Fragmento seleccionado

++++++++++++++++++++

A partir de ahí se desencadena una siniestra odisea en la que pierde su trabajo y pasa el rato espiando a una gallina que deambula por el terreno baldío contiguo a su departamento. De manera paralela un académico y escritor español, Marcelo Valente, viaja a una pequeña comunidad situada en México, llamada Los Girasoles, para pasar un sabático investigando sobre Richard Foret, un misterioso escritor, boxeador y artista, que encontró en México aquello que buscó durante toda su vida: un trágico desenlace «a la altura de su megalomanía». Los Girasoles se convierte en un centro neurálgico en el que las vidas de los personajes encuentran su destino entre «los más absurdos accidentes» y situaciones tan esotéricas como las sesiones hipnóticas —inducidas mediante la ingesta de orina de una hermosa adolescente— en las que un grupo de aventureros definirá «el futuro del arte».

++++++++++++++++++++

Problema planteado 1
Responde según el fragmento:
(a) ¿De qué nacionalidad es Marcelo Valente?
(b) ¿Cómo se llama la pequeña comunidad de México a la que viaja?
(c) ¿Qué animal deambula por el terreno baldío contiguo al departamento?
Las filas no guardan relación alguna con el fragmento.

Datos aportados
++++++++++++++++++++

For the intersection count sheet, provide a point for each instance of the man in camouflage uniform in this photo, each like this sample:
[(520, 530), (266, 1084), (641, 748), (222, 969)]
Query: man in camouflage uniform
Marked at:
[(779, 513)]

++++++++++++++++++++

Problema planteado 2
Cambia «camouflage uniform» por «green uniform» en todas las filas y escríbelas de nuevo sin tocar nada más.

Resultado correcto 1
(a) Es español.
(b) Los Girasoles.
(c) Una gallina.

Resultado correcto 2
For the intersection count sheet, provide a point for each instance of the man in green uniform in this photo, each like this sample:
[(520, 530), (266, 1084), (641, 748), (222, 969)]
Query: man in green uniform
Marked at:
[(779, 513)]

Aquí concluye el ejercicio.